What to produce: Which lines in the data below contain the word "turn"? Pick out each of them.

Position identification records

———

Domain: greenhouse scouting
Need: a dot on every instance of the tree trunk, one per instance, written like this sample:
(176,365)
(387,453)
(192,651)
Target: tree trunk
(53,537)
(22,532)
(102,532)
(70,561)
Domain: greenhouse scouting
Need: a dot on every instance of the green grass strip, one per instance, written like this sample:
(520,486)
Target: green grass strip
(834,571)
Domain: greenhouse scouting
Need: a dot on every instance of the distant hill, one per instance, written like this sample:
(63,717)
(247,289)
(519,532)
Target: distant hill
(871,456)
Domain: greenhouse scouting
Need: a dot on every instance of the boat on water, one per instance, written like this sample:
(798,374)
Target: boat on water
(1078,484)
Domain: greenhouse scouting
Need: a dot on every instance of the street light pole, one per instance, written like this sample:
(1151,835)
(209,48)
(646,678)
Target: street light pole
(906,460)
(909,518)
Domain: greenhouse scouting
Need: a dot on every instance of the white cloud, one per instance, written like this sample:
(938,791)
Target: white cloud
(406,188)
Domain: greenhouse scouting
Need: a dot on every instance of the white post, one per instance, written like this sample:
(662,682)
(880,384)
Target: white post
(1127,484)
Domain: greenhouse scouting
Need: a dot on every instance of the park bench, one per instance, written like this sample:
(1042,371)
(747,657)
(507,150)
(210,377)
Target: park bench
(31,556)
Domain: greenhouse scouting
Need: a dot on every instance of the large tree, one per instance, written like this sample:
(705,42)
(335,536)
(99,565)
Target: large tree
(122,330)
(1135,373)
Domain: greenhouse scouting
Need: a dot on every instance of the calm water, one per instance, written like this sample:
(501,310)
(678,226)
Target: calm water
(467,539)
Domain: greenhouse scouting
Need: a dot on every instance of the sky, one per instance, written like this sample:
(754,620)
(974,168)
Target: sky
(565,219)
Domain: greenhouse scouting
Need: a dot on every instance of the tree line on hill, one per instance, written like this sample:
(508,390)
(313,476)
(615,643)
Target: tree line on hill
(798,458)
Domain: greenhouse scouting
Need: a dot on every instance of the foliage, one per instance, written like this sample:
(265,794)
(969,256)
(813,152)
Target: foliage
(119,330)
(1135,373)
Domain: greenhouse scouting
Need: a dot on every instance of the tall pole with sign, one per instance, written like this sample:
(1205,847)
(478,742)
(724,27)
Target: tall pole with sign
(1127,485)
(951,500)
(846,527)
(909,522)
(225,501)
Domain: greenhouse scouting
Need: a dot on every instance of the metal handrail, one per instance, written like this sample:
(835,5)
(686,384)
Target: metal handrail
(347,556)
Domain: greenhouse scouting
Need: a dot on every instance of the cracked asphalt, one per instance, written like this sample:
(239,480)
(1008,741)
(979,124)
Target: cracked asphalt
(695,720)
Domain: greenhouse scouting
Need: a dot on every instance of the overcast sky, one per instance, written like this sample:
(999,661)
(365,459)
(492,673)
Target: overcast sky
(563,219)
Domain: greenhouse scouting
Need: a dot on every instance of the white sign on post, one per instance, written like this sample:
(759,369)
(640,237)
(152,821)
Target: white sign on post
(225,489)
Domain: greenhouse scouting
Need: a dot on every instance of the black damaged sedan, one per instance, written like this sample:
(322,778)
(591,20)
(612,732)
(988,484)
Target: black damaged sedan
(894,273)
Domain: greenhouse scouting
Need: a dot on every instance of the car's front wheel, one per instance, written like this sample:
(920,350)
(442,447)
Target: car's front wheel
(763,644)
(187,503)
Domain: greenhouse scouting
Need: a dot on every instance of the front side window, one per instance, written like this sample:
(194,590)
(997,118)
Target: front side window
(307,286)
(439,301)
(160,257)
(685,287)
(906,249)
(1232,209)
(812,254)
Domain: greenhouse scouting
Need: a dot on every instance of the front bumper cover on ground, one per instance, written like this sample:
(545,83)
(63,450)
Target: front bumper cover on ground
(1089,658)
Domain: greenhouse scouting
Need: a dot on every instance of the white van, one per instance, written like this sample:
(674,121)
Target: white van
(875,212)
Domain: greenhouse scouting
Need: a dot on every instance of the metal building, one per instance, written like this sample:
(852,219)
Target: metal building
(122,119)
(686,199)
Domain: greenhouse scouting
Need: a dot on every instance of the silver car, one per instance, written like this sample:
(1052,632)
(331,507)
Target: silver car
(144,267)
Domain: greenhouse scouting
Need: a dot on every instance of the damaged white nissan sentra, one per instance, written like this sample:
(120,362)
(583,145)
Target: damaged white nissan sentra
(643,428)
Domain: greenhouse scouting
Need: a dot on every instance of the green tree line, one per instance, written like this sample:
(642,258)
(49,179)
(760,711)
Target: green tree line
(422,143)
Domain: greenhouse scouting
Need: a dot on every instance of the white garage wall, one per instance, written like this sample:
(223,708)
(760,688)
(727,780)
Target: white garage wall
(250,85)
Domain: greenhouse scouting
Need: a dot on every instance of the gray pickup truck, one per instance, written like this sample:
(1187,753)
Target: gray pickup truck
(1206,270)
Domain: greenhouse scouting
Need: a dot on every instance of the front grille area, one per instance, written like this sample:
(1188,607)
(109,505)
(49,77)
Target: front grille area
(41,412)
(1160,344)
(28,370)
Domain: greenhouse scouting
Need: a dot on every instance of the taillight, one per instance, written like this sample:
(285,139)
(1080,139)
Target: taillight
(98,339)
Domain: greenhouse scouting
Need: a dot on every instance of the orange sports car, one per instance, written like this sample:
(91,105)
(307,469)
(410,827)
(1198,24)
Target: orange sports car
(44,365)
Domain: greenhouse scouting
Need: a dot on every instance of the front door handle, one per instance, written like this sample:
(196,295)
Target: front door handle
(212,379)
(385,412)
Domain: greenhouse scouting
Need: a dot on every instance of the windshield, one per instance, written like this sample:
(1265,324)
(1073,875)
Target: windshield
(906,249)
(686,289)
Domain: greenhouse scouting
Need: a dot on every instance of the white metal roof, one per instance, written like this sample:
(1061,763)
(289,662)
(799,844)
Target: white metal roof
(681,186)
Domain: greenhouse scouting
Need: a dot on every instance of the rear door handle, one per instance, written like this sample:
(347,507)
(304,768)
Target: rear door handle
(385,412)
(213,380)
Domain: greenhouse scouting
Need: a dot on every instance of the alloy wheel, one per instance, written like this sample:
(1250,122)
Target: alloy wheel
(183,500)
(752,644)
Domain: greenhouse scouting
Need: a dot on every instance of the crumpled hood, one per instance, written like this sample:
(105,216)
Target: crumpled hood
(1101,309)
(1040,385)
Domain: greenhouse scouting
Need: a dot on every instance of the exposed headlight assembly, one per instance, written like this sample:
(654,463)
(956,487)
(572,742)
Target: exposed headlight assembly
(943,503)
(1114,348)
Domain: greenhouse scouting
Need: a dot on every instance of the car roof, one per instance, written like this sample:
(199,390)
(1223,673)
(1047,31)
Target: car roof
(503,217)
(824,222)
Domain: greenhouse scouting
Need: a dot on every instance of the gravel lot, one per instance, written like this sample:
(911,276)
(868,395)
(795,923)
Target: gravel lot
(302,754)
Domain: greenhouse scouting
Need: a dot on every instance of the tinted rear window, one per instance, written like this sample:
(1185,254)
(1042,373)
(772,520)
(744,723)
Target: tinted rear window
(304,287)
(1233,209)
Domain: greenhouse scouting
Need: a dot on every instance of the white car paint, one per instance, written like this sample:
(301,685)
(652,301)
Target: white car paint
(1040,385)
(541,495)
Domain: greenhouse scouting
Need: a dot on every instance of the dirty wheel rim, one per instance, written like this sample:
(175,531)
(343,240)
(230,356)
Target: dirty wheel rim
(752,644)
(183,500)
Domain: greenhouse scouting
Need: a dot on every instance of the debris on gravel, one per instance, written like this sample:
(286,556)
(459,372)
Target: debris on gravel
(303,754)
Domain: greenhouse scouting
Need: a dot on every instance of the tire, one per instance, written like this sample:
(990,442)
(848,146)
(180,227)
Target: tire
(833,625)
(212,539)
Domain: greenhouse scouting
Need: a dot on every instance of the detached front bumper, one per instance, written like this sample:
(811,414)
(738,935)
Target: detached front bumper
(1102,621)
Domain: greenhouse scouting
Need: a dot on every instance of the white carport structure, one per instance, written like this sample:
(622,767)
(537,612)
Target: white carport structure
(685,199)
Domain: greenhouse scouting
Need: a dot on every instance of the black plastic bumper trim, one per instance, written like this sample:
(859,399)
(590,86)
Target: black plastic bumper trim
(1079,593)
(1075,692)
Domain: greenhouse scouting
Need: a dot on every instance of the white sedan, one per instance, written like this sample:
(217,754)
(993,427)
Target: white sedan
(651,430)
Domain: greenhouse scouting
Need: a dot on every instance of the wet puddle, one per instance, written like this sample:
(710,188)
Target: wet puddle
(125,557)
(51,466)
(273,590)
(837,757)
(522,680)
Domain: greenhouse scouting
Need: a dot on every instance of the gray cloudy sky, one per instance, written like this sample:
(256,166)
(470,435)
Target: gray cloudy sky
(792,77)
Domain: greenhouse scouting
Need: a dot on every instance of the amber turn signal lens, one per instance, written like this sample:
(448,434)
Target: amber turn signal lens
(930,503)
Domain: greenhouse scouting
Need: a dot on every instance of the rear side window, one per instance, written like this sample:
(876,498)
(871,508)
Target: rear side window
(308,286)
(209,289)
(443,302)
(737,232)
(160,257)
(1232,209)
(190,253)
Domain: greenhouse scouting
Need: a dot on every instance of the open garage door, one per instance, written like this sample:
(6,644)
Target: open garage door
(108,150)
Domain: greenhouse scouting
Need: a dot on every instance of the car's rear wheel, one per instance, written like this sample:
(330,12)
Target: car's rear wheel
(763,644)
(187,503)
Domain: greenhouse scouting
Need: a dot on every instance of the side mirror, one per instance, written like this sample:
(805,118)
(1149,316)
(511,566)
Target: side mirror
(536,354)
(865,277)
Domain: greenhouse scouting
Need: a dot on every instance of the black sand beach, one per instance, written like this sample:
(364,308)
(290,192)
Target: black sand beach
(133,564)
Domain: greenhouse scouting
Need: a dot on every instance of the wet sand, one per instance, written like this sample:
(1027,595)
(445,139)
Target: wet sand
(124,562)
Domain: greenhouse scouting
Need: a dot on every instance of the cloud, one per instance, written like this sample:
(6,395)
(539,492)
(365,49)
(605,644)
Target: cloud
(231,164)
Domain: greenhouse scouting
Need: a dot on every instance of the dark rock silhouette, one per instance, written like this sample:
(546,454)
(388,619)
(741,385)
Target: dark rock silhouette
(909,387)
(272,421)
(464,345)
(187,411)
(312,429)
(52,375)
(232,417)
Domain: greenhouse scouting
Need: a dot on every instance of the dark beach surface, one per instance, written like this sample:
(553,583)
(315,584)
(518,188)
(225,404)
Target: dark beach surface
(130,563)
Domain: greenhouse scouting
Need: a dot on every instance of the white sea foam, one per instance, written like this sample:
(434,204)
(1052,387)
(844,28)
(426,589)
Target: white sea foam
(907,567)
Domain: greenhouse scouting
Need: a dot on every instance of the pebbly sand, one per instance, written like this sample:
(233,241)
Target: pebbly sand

———

Answer to the problem:
Need: a dot on every instance of the amber turn signal lens, one per instance, written like this sample:
Target: amber turn signal lens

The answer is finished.